== Complete the following ==
1 > From the lecture announcement, list every prize or medal Prof. Werner is said to have received, with the year given for each.
2 > In the lecture announcement, retype everything from "Abstract: I will" down to "Jean-François Le Gall.".
3 > According to the lecture announcement, where and from what time will coffee and tea be available?

The lecture will take place on Thursday 1st of May at 4pm in Lecture Theatre B, Central Teaching Hub. Coffee and tea will be available in the foyer outside the lecture theatre starting at 3:30pm. Refreshments will be served after the lecture.
No registration is necessary to attend the lecture in person. To attend remotely, please register here
Prof. Werner’s lecture is entitled "Connections via chains of random loops".
Abstract: I will describe a simple mathematical object related to basic physics. It is a cloud of independent random Brownian loops that can be thought of as appearing spontaneously in space or on a graph. For reasons that I will try to explain, the object of study are the connections that can be created by chains of intersecting loops. We will describe a new -- possibly surprising -- identity that allows to give an alternative exact description of the picture when one observes that two given points are connected, and we will discuss why this is of interest.
About the speaker
Wendelin Werner FRS is the Rouse Ball Professor of Mathematics at the University of Cambridge. He received his PhD in 1993 from the Université Pierre-et-Marie-Curie, under the supervision of Jean-François Le Gall.
The work of Prof. Werner has been fundamental to our understanding of random processes, connecting areas of mathematics such as statistical physics and complex analysis and shedding light on the fascinating interplay between randomness and continuity. He has made crucial contributions to our understanding of phenomena at criticality. These are points where a physical system has a phase transition, such as water freezing or boiling at 0 and 100 degrees Celsius respectively. Among his major accomplishments, is Prof. Werner's study of the Schramm-Lower evolution, which gives a unified description of a multitude of critical phenomena, as well as the Brownian loop-soup, which provides a new way of looking at objects in the plane.
Prof. Werner was awarded the Fields medal in 2006. He has received many other honours and accolades, including the Fermat Prize in 2001, the Pólya Prize in 2006, and the Heinz Gumin Prize in 2016. He was elected a Fellow to the Royal Society in 2020.
About the Terry Wall Lecture
The Terry Wall Lecture is an annual lecture on a topic in Pure Mathematics (broadly construed) by an internationally distinguished speaker. The lecture is named in honour of Professor Terry Wall FRS, Professor of Pure Mathematics at the University of Liverpool from 1965 until his retirement in 1999. During this time he served terms as Head of the Department of Pure Mathematics and as President of the London Mathematical Society. His research has been recognised by a number of prestigious awards and honours, including the Senior Whitehead Prize and the Pólya Prize of the LMS, the Sylvester Medal of the Royal Society, and election as a Fellow of the Royal Society.

== Material supplied ==
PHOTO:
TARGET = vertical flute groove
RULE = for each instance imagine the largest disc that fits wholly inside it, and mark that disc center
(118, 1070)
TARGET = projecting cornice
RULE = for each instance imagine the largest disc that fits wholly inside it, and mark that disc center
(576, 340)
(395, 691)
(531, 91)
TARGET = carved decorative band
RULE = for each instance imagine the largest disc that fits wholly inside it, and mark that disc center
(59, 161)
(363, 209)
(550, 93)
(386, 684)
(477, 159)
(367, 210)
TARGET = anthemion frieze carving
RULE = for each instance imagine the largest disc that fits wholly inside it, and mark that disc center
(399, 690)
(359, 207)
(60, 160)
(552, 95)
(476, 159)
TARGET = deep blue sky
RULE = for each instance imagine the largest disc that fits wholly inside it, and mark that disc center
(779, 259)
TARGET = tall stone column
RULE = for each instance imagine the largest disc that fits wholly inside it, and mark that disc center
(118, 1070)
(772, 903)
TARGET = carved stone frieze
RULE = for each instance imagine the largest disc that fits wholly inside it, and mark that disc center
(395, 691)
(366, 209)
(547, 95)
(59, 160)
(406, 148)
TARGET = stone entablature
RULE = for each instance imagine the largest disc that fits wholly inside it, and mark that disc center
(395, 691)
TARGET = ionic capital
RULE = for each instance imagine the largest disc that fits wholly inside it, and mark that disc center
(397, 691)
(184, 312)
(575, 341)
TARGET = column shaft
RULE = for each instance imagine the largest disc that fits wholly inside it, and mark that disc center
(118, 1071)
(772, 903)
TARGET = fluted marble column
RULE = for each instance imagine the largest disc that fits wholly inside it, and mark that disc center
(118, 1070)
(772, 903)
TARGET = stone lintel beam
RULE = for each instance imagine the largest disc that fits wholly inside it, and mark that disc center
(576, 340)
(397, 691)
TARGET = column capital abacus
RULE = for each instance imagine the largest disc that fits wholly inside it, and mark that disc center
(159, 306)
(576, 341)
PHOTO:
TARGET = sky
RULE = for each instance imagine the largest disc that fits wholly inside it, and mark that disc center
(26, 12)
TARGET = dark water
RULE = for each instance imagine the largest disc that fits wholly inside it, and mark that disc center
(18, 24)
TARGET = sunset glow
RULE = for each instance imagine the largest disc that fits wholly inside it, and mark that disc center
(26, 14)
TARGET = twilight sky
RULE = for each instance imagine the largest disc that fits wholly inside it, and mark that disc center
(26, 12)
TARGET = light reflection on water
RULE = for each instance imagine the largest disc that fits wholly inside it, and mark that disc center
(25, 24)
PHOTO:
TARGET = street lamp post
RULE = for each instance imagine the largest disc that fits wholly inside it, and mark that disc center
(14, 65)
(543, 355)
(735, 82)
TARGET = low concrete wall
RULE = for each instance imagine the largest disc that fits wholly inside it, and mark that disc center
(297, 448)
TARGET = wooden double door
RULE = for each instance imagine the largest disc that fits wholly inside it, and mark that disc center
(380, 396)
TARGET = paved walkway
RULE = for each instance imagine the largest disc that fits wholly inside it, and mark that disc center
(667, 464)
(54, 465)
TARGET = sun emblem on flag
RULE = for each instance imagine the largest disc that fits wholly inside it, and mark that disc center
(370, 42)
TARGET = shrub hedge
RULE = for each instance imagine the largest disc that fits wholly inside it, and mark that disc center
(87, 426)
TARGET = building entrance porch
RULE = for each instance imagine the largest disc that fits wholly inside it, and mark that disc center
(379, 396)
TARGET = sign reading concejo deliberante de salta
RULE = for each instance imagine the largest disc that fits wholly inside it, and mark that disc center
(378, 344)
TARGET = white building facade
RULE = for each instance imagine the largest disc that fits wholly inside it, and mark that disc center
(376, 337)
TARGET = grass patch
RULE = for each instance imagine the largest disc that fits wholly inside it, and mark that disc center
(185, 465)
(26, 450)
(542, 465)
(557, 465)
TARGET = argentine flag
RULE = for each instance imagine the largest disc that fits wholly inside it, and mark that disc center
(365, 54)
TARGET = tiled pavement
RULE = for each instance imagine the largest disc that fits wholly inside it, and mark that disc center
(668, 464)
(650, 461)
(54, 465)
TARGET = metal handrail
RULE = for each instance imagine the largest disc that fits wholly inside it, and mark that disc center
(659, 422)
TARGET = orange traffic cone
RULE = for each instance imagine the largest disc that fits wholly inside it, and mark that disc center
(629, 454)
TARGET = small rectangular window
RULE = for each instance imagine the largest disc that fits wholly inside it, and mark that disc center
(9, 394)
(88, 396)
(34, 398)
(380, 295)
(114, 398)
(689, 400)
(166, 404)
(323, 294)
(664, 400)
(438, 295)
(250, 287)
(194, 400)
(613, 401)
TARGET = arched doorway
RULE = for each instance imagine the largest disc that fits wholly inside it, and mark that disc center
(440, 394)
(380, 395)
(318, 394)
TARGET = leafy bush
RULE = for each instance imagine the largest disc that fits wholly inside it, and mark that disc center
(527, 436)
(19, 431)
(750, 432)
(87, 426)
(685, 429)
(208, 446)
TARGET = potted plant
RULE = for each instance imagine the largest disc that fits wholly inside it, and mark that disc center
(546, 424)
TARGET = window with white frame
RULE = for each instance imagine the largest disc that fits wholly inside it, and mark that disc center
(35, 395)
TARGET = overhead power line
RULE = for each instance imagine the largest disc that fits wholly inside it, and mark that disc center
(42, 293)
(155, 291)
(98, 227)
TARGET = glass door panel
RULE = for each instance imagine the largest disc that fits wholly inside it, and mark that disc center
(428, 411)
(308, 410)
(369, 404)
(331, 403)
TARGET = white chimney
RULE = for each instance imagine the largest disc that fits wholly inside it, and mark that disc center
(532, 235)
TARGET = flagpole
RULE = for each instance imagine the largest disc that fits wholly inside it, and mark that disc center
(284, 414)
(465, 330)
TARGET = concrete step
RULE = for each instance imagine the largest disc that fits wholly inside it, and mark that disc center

== Answers to the tasks ==
1 >
Fields medal (2006)
Fermat Prize (2001)
Pólya Prize (2006)
Heinz Gumin Prize (2016)

2 >
Abstract: I will describe a simple mathematical object related to basic physics. It is a cloud of independent random Brownian loops that can be thought of as appearing spontaneously in space or on a graph. For reasons that I will try to explain, the object of study are the connections that can be created by chains of intersecting loops. We will describe a new -- possibly surprising -- identity that allows to give an alternative exact description of the picture when one observes that two given points are connected, and we will discuss why this is of interest.
About the speaker
Wendelin Werner FRS is the Rouse Ball Professor of Mathematics at the University of Cambridge. He received his PhD in 1993 from the Université Pierre-et-Marie-Curie, under the supervision of Jean-François Le Gall.

3 > In the foyer outside the lecture theatre, starting at 3:30pm.